**Task to carry out**
The expected result is the segment of the entries that begins with the line containing "Target: headlight" and ends with the last line, copied verbatim.

[Entries taken from a collection]
----

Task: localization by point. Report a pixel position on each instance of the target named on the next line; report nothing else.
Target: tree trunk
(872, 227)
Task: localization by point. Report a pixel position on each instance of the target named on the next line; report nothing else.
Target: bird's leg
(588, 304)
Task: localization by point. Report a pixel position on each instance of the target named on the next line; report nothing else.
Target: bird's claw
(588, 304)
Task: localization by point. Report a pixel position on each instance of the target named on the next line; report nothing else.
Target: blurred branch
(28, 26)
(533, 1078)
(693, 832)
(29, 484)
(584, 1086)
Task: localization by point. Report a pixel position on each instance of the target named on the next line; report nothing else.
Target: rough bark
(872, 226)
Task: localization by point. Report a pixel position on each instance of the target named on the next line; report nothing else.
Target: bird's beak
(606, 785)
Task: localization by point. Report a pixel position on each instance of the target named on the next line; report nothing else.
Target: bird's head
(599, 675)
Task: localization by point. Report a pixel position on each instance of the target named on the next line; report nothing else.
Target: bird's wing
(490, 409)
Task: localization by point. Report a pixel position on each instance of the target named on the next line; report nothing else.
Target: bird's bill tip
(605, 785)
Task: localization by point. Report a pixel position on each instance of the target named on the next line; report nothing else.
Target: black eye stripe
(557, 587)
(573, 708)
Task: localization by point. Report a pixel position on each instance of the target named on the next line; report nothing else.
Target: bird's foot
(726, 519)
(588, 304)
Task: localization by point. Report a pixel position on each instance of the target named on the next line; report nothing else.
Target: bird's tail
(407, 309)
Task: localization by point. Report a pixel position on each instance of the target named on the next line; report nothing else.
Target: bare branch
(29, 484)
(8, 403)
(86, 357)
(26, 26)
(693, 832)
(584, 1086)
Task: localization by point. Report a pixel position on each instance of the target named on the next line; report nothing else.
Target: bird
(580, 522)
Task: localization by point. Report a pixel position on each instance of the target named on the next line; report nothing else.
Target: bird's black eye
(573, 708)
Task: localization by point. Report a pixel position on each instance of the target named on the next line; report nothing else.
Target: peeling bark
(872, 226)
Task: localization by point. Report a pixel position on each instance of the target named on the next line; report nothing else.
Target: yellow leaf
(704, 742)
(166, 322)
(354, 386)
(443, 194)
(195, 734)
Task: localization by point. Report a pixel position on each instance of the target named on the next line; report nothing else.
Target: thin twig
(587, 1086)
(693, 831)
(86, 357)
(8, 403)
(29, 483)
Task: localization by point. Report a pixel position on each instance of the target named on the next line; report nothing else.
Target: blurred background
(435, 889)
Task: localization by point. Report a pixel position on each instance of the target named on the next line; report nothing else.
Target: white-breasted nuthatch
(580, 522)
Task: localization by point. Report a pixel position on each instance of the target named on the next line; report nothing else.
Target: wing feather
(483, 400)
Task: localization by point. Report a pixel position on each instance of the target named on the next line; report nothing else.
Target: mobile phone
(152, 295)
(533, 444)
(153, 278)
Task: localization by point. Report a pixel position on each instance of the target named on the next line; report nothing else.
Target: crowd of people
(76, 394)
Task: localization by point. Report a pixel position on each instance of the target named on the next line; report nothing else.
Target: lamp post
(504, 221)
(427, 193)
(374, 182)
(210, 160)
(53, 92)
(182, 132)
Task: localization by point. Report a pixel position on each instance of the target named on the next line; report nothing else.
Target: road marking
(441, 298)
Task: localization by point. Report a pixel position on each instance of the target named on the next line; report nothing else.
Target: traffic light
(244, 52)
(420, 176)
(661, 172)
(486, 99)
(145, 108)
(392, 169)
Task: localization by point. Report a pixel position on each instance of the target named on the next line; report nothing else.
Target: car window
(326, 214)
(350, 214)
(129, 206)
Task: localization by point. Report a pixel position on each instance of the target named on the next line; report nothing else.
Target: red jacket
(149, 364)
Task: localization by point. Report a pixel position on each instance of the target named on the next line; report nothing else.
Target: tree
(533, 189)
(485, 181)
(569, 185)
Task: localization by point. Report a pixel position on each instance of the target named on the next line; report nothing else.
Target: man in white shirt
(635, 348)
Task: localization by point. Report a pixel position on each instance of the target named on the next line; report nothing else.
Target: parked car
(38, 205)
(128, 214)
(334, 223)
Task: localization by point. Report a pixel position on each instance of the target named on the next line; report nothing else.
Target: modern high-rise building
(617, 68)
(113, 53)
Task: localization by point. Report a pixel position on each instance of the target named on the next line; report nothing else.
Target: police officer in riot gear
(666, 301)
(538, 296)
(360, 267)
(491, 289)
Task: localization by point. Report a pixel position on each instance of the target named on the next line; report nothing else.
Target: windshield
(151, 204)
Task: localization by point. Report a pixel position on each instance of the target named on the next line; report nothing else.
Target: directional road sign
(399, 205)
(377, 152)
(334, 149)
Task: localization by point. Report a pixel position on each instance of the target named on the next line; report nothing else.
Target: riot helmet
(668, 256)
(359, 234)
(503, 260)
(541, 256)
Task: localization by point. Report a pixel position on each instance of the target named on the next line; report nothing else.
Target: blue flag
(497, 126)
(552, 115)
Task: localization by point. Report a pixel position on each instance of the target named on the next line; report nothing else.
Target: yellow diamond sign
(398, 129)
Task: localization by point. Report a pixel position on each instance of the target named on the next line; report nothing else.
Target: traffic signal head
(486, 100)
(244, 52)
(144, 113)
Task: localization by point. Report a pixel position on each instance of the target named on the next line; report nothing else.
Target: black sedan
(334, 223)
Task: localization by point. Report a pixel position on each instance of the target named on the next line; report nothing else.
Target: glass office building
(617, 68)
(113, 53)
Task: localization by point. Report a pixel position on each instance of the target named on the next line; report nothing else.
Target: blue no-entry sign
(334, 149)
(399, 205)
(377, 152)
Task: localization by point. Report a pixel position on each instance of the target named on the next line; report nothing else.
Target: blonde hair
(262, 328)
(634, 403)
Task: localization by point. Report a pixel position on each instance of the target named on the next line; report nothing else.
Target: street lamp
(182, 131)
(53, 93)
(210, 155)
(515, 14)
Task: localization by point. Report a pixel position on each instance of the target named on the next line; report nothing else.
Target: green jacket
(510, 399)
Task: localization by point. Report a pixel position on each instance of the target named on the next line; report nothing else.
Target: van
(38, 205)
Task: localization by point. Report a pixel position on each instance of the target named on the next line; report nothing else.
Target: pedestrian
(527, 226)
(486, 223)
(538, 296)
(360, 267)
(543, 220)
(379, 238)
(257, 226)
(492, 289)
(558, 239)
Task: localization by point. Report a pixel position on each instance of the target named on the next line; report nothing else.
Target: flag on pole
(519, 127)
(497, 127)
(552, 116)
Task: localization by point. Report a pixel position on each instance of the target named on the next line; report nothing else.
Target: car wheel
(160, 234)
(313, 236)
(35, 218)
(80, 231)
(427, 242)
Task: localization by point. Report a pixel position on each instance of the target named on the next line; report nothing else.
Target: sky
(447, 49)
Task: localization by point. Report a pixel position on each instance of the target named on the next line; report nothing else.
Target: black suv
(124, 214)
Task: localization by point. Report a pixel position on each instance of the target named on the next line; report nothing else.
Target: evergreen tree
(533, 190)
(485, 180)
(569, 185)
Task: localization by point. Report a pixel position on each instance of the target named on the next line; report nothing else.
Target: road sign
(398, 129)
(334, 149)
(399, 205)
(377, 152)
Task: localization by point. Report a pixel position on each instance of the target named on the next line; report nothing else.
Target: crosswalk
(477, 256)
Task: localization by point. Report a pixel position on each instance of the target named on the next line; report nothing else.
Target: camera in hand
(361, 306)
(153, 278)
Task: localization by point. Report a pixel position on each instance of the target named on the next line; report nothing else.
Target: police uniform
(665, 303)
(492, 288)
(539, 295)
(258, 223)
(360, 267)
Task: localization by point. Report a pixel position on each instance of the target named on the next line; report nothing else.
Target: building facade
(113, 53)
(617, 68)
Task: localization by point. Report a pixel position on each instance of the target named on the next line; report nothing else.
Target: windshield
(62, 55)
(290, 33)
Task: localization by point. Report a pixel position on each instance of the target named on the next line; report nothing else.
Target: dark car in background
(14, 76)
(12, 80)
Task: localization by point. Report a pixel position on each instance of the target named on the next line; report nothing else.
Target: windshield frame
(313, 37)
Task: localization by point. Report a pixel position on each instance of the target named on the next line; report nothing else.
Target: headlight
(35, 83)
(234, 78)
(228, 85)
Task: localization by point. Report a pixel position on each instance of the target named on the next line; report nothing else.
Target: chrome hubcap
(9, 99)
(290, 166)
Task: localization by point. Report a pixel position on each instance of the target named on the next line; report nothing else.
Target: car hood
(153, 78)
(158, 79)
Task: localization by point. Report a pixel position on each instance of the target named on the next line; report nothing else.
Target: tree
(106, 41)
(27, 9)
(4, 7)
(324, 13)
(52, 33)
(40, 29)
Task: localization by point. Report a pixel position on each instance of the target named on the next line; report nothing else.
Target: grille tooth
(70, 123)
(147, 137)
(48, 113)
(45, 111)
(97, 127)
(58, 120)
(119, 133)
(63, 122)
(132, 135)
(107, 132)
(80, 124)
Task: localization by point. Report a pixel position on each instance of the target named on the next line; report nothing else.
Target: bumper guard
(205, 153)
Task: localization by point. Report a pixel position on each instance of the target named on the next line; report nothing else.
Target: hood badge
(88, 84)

----

**Result**
Target: headlight
(35, 83)
(234, 78)
(228, 85)
Task: localization by point. Report a pixel position on each instance of the target named on the next line; report nothing else.
Target: chrome hubcap
(9, 99)
(290, 166)
Task: localization by point. Report a pixel position on each instance of the target named on the next line; report nothing else.
Target: car hood
(153, 78)
(158, 79)
Task: localization by point. Report a pixel position on each instance of the target named on the next line; report nothing else.
Target: tree
(106, 41)
(27, 9)
(4, 7)
(324, 13)
(52, 33)
(40, 29)
Task: localization by point. Report a pixel position on each instance of the target named on the next line; report nothing else.
Target: grille tooth
(70, 123)
(147, 137)
(48, 113)
(45, 111)
(97, 127)
(58, 120)
(119, 133)
(63, 122)
(132, 135)
(107, 132)
(80, 124)
Task: localization by point. Report a pixel position on each instance of the target named on the next line; report nothing else.
Target: bumper guard
(205, 153)
Task: localization by point. Report a pixel position on each instance of the target named on the next line; report nothing else.
Target: hood badge
(88, 84)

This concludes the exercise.